**Consigne**
Poursuivez, s'il vous plaît, l'extrait sur l'hypnose et la relation de confiance qui figure plus bas, à la suite de sa dernière phrase.

Là encore, il s’agit d’un mythe. Il ne suffit pas de lâcher prise pour entrer dans un état hypnotique. Au contraire, pour accéder à la transe, on entre dans une technique de modulation de champs cognitifs et sensoriels qui demande une pratique ou une concentration particulière. Laissez donc le « refus de lâcher-prise » aux oubliettes, laissez les gens tranquilles et évitez de les culpabiliser. Roustang et les neurosciences parlent d’éveil paradoxal, un clin d’œil au sommeil paradoxal qui correspond à la période du sommeil où l’on rêve. Le rêve éveillé est un des états de conscience auquel la technique hypnotique peut amener.
Quid du blocage psychologique à l’hypnose ? C’est un état probable et non définitif. La transe est un cadeau que l’on s’offre et pas une obligation. Inutile donc de forcer qui que ce soit à vivre une transe. Mais, sachez que bien souvent, les personnes qui affirment fermement qu’ils sont dans l’hypercontrôle partent souvent très facilement dans un état de transe.
Pas de transe sans confiance
La résistance à l’hypnose est en réalité un besoin du client de se sentir en sécurité. C’est peut-être difficile à admettre parfois pour le praticien, parce que cela remet en question sa capacité technique (et son ego ?) : il est bien plus simple de reporter la faute sur le client. Mais, honnêtement, la pratique de l’hypnose, c’est avant tout une relation de confiance. On ne donne pas les clés de son intérieur à quelqu’un qui indique vouloir entrer en force. La qualité du rapport est primordiale. Si la personne n’est pas en confiance, pourquoi ne pas chercher ce qui la mettrait en confiance et de quoi elle aurait besoin pour arrêter de résister.
La position haute et l’autorité « médicale » a été un ingrédient fondamental dans l’efficacité de l’hypnose par le passé. Aujourd’hui cela fonctionne encore, bien sûr, mais les patients sont globalement mon soumis et plus critiques. L’hypnse moderne a intégré cette donnée dans sa pratique et s’attache à préconiser la position basse du praticien et l’écoute.
La relation, le lien praticien-client, est une priorité dans la construction de la séance : le praticien doit se mettre dans une écoute et une observation qui lui permet de comprendre le fonctionne le client. Il concentre notamment une grande énergie avec le fameux VAKOG : est que le client est plutôt visuel, auditif ou kinesthésique. La relation de confiance permet également de gérer la peur du basculement dans l’état de transe.

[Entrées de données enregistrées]
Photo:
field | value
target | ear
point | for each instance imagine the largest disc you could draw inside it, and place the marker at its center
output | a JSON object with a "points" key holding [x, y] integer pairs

**Résultat attendu**
Le praticien est plutôt comme un guide de haute montagne, qui va sécuriser le patient pour garantir une exploration sans risques hors de sa zone de confort.
Pourquoi certaines personnes ne doivent pas être hypnotisées ?
Certains troubles psychologiques sont délicats à approcher avec l’hypnose. On peut même parler de contre-indications médicales et psychiatriques à l’hypnose. Il s’agit des troubles hallucinatoires ou très portés sur l’imaginaire ( schizophrénie, paranoïa, troubles bipolaires, etc).
Les praticiens non-psychiatre, même avec une formation de quelques heures de psychopathologie, devraient éviter d’accompagner ces personnes, car il y a des risques réels de décompensations. Leurs notions en psychopathologie leur permettent d’identifier ces personnes pour les orienter vers des soignants compétents, ce qui signifie qu’ils peuvent rester dans la détermination d’objectifs, la discussion et l’accompagnement, mais en évitant absolument la mise en transe.
Cela ne veut pas dire que l’hypnose est inefficace avec ces personnes, simplement, inutile de jouer aux apprentis sorciers quand on n’a pas les compétences nécessaires. S’il est vrai que l’exploration des parts intérieurs peut donner l’impression d’entrer dans le champ de la schizophrénie, laissez la frontière entre le normal et le pathologique aux experts, ou bien formez-vous sérieusement.